→ **WHAT IS NEEDED**: Please name the tight end who ran the intermediate route on Fyfe's first throw, according to the football breakdown below.

On this Thanksgiving weekend, Husker fans can be thankful for Ryker Fyfe – the Grand Island Gunslinger, the walk-on turned scholarship player, the back-up turned starter for a week – who stepped in and played the best football of his career in the first half against Maryland to lead Nebraska to a win and keep the dream of a 10-win season alive. Give thanks, too, to Danny Langsdorf and the way he called that game to get Fyfe into a rhythm early.
Let’s break down Fyfe’s strong first half to see how he was able to have success in his second career start.
First Throw – Incomplete
Fyfe actually got off to a rough start, missing his first throw on an otherwise well-executed play. Nebraska ran a sail route, with the outside receiver running deep, tight end Cethan Carter running an intermediate route and running back Terrell Newby running into the flat.
Carter got open running towards the sideline, but Fyfe’s throw is high and Carter was only able to get one hand on it.
Second Throw – Complete to Jordan Wetserkamp
After the incomplete pass on first down and a 1-yard run on second down, the Huskers are in danger of going three-and-out on their first drive.
Needing a big play, Fyfe does the smart thing and looks to Tommy Armstrong Jr.’s roommate on third down. Despite having a deep middle safety, the nickel lines up to take away the slant to the middle. Westerkamp reads that and runs his route to the outside.

→ **DATA EXTRACT**:

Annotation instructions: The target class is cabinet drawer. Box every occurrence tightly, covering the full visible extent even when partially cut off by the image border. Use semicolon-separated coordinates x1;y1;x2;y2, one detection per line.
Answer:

→ **ANSWER TO THIS TASK**: Cethan Carter